> _Problem_
Recast the rows below, from the line with "Instruction set for this micro-task: find black" to the line with "[356,179,532,250]", inclusive, as a JSON list of strings with one string per line and blank lines left out.

> _Available records_
----------
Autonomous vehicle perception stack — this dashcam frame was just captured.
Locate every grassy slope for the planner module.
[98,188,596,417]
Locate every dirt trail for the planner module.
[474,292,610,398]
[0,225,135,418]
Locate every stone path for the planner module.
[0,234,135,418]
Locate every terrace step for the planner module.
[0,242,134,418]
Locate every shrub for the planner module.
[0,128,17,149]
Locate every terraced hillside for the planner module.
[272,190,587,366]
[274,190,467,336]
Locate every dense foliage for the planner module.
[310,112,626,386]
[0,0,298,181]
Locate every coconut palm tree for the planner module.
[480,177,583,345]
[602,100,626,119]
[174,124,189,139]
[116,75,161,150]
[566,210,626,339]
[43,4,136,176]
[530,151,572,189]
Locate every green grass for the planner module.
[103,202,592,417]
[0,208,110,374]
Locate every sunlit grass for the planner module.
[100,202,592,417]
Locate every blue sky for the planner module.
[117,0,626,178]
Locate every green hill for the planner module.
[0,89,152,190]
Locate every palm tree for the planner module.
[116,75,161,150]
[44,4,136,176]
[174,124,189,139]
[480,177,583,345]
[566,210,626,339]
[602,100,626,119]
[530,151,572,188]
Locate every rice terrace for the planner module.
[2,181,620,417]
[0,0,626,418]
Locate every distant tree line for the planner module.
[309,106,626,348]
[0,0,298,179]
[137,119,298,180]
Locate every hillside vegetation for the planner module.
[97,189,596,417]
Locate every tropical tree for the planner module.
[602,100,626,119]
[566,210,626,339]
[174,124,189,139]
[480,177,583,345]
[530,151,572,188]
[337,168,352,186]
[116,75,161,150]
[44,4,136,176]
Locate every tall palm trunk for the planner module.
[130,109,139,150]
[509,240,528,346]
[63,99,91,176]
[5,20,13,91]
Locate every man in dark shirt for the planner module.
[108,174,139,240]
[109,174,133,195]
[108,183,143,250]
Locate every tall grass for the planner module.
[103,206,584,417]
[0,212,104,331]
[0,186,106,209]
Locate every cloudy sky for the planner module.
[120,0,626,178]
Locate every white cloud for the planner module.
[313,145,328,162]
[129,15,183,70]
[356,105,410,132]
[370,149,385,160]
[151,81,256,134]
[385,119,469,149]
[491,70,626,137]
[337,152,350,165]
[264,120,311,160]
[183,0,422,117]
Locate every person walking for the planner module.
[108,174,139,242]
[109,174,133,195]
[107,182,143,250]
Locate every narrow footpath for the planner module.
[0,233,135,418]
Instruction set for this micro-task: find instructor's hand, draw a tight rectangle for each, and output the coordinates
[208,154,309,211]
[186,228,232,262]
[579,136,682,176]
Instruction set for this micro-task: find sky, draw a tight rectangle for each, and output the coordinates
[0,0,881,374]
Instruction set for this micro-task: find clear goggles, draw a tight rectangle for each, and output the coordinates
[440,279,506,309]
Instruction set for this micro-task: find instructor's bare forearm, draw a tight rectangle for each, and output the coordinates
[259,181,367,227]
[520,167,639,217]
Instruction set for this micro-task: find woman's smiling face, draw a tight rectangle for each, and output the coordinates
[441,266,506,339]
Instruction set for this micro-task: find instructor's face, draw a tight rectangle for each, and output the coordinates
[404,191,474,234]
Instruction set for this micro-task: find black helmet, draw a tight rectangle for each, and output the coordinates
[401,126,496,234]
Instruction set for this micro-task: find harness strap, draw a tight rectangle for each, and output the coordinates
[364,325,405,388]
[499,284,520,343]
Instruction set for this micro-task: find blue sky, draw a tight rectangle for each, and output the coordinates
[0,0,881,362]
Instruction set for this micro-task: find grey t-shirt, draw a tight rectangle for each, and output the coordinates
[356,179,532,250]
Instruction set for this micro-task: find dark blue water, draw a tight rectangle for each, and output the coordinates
----------
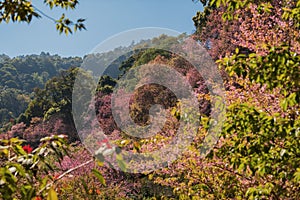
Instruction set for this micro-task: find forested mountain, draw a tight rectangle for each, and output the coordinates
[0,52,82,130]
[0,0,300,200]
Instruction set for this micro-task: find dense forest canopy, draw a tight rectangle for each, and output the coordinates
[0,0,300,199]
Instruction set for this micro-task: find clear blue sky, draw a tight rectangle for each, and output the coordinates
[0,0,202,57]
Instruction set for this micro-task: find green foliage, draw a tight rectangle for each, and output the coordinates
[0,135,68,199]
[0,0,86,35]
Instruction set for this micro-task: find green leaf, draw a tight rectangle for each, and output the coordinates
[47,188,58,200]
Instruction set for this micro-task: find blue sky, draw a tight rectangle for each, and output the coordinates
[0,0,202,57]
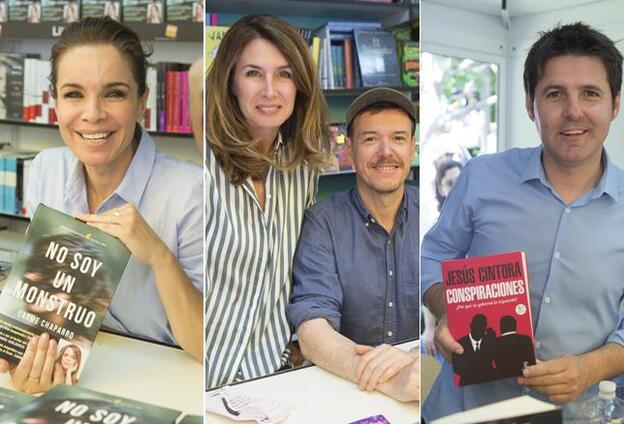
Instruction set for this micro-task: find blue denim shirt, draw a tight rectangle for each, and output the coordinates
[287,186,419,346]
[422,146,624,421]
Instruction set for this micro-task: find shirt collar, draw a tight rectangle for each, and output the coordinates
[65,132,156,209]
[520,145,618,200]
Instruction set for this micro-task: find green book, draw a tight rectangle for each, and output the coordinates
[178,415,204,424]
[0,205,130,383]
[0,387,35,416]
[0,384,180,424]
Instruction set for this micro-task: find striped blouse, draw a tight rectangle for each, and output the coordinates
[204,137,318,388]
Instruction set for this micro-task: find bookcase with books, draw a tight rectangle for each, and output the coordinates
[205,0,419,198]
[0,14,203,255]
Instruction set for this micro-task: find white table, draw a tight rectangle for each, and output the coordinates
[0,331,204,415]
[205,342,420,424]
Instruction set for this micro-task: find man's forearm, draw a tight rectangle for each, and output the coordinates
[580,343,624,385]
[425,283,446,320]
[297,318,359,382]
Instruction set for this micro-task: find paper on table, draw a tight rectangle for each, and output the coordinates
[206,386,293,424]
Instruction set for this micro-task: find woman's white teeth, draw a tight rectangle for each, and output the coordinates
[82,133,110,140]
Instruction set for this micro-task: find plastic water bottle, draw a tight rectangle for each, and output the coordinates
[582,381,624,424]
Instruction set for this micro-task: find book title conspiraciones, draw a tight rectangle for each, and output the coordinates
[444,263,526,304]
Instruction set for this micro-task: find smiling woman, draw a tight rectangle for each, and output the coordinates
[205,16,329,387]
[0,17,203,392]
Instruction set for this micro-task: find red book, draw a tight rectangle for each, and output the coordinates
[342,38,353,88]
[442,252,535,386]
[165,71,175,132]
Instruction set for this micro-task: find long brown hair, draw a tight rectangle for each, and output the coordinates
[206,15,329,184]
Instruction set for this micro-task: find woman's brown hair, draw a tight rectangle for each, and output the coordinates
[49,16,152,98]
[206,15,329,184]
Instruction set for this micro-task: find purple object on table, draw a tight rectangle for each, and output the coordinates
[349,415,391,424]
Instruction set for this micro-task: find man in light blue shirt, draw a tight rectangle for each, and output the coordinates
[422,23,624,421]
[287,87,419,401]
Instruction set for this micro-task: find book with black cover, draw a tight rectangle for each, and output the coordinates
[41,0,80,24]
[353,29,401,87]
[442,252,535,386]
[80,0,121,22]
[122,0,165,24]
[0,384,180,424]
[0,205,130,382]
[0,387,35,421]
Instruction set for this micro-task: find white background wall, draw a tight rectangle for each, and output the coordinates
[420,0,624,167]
----------
> _Result of the task_
[
  "Instruction set for this micro-task: find black helmet, draw a tight rectangle for each, and output the coordinates",
  "[401,126,496,234]",
  "Instruction set for this micro-task: find harness strap, draw a tight rectangle for each, and output the coordinates",
  "[364,325,405,388]",
  "[499,284,520,343]",
  "Instruction set for this micro-task: find blue sky, draw a tight rectangle for each, and output the coordinates",
  "[0,0,881,362]",
  "Instruction set for this micro-task: find grey t-shirt, draw a tight rectangle for each, and output the coordinates",
  "[356,179,532,250]"
]